[The exercise]
Could you retype all of the data below line for line, with every character unchanged?
● ● ●
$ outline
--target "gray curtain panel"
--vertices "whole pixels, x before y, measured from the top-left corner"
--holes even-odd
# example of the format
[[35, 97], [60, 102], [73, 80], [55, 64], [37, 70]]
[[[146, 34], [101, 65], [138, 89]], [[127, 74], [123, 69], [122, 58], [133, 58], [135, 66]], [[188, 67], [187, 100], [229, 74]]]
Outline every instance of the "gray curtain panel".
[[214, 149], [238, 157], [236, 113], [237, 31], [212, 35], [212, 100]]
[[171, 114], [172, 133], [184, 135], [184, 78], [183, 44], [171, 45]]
● ● ●
[Problem solution]
$ outline
--target "gray curtain panel"
--vertices "whole pixels, x before y, measured from the top-left corner"
--holes even-odd
# example of the format
[[35, 97], [60, 102], [73, 80], [55, 64], [37, 70]]
[[[146, 34], [101, 65], [138, 89]], [[127, 74], [123, 69], [122, 58], [133, 58], [135, 66]], [[188, 67], [187, 100], [229, 74]]]
Outline every instance of the "gray curtain panel".
[[214, 149], [238, 157], [236, 113], [237, 31], [212, 35], [212, 100]]
[[171, 114], [172, 133], [184, 135], [184, 78], [183, 44], [171, 45]]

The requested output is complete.